— BEGIN Material provided —

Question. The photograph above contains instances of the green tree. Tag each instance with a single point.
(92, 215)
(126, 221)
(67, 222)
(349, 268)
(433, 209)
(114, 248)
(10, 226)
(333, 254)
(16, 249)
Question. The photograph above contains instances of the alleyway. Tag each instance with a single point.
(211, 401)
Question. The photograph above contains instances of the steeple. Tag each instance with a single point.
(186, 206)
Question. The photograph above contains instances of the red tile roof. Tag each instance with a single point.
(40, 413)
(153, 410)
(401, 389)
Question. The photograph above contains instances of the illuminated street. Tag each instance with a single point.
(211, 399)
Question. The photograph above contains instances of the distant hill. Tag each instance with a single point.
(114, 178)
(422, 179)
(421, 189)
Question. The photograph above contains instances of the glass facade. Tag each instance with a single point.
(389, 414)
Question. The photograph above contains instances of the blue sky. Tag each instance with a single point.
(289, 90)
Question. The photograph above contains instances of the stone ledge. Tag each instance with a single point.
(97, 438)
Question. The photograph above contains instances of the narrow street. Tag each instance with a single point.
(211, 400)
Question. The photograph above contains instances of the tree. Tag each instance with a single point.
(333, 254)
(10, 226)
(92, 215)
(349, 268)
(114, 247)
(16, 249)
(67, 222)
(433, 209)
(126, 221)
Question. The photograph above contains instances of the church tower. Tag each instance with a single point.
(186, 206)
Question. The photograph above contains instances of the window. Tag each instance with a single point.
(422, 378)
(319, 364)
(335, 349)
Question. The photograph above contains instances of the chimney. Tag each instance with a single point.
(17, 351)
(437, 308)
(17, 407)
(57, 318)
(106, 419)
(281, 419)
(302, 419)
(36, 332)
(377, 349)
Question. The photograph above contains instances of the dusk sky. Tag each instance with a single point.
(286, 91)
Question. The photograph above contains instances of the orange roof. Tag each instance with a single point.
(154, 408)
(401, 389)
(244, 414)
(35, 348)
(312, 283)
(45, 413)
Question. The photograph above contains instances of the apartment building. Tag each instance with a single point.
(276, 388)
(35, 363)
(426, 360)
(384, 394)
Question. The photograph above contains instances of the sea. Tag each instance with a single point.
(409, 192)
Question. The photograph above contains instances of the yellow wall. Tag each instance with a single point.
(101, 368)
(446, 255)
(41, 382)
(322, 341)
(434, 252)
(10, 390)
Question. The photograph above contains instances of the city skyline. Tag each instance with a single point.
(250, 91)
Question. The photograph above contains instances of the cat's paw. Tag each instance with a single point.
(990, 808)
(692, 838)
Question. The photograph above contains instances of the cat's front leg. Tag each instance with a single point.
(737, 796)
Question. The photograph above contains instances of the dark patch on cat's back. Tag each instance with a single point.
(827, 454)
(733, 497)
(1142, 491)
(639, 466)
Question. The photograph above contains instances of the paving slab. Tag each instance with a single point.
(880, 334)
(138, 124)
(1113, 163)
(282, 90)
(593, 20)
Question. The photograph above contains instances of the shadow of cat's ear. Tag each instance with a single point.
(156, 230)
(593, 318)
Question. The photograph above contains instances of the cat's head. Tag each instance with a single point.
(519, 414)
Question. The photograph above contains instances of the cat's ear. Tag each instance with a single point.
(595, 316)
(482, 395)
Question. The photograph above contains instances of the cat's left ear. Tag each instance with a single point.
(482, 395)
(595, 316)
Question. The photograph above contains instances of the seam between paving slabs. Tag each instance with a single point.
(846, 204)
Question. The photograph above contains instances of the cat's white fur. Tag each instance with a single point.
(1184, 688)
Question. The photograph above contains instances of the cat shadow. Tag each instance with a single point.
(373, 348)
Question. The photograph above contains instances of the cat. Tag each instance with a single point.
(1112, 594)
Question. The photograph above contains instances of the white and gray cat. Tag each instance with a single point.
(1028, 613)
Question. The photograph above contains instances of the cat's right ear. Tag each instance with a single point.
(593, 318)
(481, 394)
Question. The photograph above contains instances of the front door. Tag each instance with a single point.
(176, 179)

— END Material provided —

Given task: Present all of the records above as a numbered list, leaving out any blank lines.

Completed exercise:
1. Question. The photograph above contains instances of the green tree. Tag each instance with a single point.
2. (92, 215)
3. (126, 221)
4. (67, 222)
5. (349, 268)
6. (433, 209)
7. (114, 248)
8. (10, 226)
9. (333, 254)
10. (16, 249)
11. Question. The photograph above contains instances of the alleyway. Tag each instance with a single point.
12. (211, 401)
13. Question. The photograph above contains instances of the steeple. Tag each instance with a single point.
14. (186, 206)
15. Question. The photograph above contains instances of the red tile roof. Tag each instance with a single point.
16. (40, 413)
17. (153, 410)
18. (401, 389)
19. Question. The photograph above contains instances of the illuminated street. Tag each instance with a single point.
20. (211, 399)
21. Question. The photograph above contains instances of the distant hill. Tag each instance with a single point.
22. (114, 178)
23. (422, 179)
24. (421, 189)
25. Question. The photograph above contains instances of the glass facade. Tag each instance with a single point.
26. (389, 414)
27. Question. The photograph above contains instances of the blue sky. Tag each instance with a single point.
28. (289, 90)
29. Question. The photograph above contains instances of the stone ledge. Tag each instance with a single point.
30. (97, 438)
31. Question. The photograph above contains instances of the narrow street. Tag each instance with a single point.
32. (211, 400)
33. Question. The photograph above contains instances of the tree. Tag each instance with a single point.
34. (333, 254)
35. (10, 226)
36. (92, 215)
37. (349, 268)
38. (114, 247)
39. (16, 249)
40. (67, 222)
41. (433, 209)
42. (126, 221)
43. Question. The photograph above contains instances of the church tower. Tag each instance with a single point.
44. (186, 206)
45. Question. The photograph above contains instances of the window. Tag each instance with a single point.
46. (422, 378)
47. (319, 364)
48. (335, 349)
49. Question. The photograph above contains instances of the chimney. Tag each instance with a single point.
50. (17, 351)
51. (437, 308)
52. (17, 407)
53. (57, 318)
54. (106, 419)
55. (281, 419)
56. (302, 419)
57. (36, 332)
58. (377, 349)
59. Question. The photograph above contains instances of the dusk sky. Tag each instance with a single point.
60. (286, 91)
61. Question. The photograph above contains instances of the orange roof. Tag each instance with a single point.
62. (154, 408)
63. (401, 389)
64. (244, 414)
65. (35, 348)
66. (312, 283)
67. (45, 413)
68. Question. The photograph above contains instances of the apartment building. Tag each instance with a single point.
69. (276, 388)
70. (35, 363)
71. (426, 360)
72. (384, 394)
73. Question. The photograph above contains instances of the sea. Tag each instance with a single point.
74. (409, 192)
75. Question. The photograph above contains instances of the yellow wall. Tag each instance with a single point.
76. (101, 368)
77. (446, 255)
78. (41, 382)
79. (322, 341)
80. (434, 252)
81. (10, 390)
82. Question. The photograph above contains instances of the city skyline. Tag each instance with a single point.
83. (250, 91)
84. Question. The photograph above contains instances of the cat's paw. Tag each instance with a single point.
85. (990, 808)
86. (692, 838)
87. Question. The photograph above contains instances of the cat's front leg. Tag each instance with a single point.
88. (737, 796)
89. Question. The photograph above contains instances of the dark patch on cat's back. Tag each instance with a single point.
90. (827, 454)
91. (733, 497)
92. (1142, 491)
93. (639, 466)
94. Question. The photograph above contains instances of the paving slab. Tag each instance with a single point.
95. (880, 334)
96. (138, 124)
97. (1113, 163)
98. (282, 90)
99. (593, 20)
100. Question. The photograph above contains instances of the shadow of cat's ear. Tag each instance with a single point.
101. (156, 230)
102. (593, 318)
103. Question. The photograph above contains instances of the cat's head. Tag each instance with a single point.
104. (519, 414)
105. Question. The photograph above contains instances of the cat's ear. Tag each instance with a single point.
106. (595, 316)
107. (482, 395)
108. Question. The photograph above contains instances of the cat's left ear. Tag each instance with a single point.
109. (482, 395)
110. (595, 316)
111. Question. The photograph above contains instances of the seam between paving slabs. Tag each instance with a single point.
112. (846, 204)
113. Question. The photograph above contains instances of the cat's white fur. Tag each instance with a single point.
114. (1184, 688)
115. Question. The photograph above contains instances of the cat shadow. Tag each instance with a single point.
116. (373, 348)
117. Question. The photograph above contains instances of the cat. Tag each instance with a single point.
118. (1112, 594)
119. Question. The photograph above contains instances of the white and gray cat. Tag each instance with a single point.
120. (1028, 613)
121. Question. The photograph above contains instances of the cat's right ear. Tag each instance with a single point.
122. (593, 318)
123. (481, 394)
124. Question. The photograph above contains instances of the front door. Tag each instance with a single point.
125. (176, 179)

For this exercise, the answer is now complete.